Sunday, August 14, 2011

Approximate rotations of the square lattice

Orbits of points under approximate rotation.

Rotation of the integer lattice

Rotation of a point \((x,y)\) by angle \(\phi\) is given by the following linear transformation:

$$\begin{align} x_1 &= \cos(\phi)x-\sin(\phi)y\\ y_1 &= \sin(\phi)x+\cos(\phi)y \end{align}$$

Consider square lattice \(\mathbb{I}^2\): the set of plane points with integer coordinates. Square lattice is a natural model for raster images, where lattice points represent pixels. It is impossible to rotate such lattice \(\mathbb{N}^2\) by an angle other than \(\pi k/2\, k \in \mathbb{N}\), because for any other angle coordinates of the rotated points will not be integer. It is, however, possible to make an approximate rotation.

The simplest approach is the nearest-point approximation: after transforming, use the nearest point with integer coordinates. However, such rotation with nearest-point approximation is not very elegant mathematically (well, it's just my impression), because it is not a bijection. This means that sometimes, 2 different points of the original are mapped the the same target point, and some target points don't have any original. This also means that such approximate rotation is not reversible: information is lost during the transform.

How to find a more elegant, bijective approximation? Here is a way.

Shear transform

There is an affine transform that is simpler than rotation: shear. Horizontal shear is defined as:

$$ \begin{align} x_1 &= x + ky\\ y_1 &= y \end{align}$$

Here \(k=\tan \phi\) is the shear coefficient and \(\phi\) is the shear angle. Similarly to rotation, shear is unitary: it preserves the area. Indeed, shear with non-integer coefficient will not map integer lattice to itself, and some approximation is needed. Let's take a nearest-point approximation again:

Approximate shear. Note that it is a bijective mapping.

Contrary to the rotation, this approximated transform is clearly a bijection! Each source point is unambiguously mapped to one target point, and vice versa.

§ **Given data**:

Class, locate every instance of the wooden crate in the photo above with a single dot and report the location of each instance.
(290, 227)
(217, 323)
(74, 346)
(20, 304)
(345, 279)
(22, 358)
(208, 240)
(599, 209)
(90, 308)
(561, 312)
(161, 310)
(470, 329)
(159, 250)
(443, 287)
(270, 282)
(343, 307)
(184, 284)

§ **Directive**: Resume the post on approximate rotations of the square lattice, picking up after its final sentence. The rows come from a different source than the text about lattice rotations.

§ **Response below**:
Rotation by shears

In the previous post, it was shown that every rotation with angle \(\phi\) can be decomposed to 3 horizontal and vertical shears with coefficients \(\tan(\phi/2), -\sin\phi, \tan(\phi/2)\) correspondingly. Let's replace ideal shears with approximated:

Composition of 3 approximate shears gives approximate rotation.

Because the resulting transform is a composition of bijections, it is a bijection too. This gives a bijective approximation to rotation of integer lattice. The total transform is described by the equations: $$\begin{align} x'&= x + \lfloor \tan(\phi/2)y\rceil \\ y_1&= y - \lfloor \sin(\phi) x'\rceil \\ x_1&= x'+ \lfloor \tan(\phi/2)y_1\rceil \end{align} $$

Here, \(\phi\) is the rotation angle, (x, y) is the original point and (x1, y1) is the rotated one; "broken" braces denote nearest integer. The resulting transformation produces a bit more "noise" compared to the simple rotation with nearest-point approximation, but it gives one-to-one correspondence between the original and rotated image.

Approximate rotation compared to exact rotation.

If the rotation angle varies continuously, transformed image will move like below. Note that the number of pixels of each color never changes - it's a consequence of the bijective nature of the transform.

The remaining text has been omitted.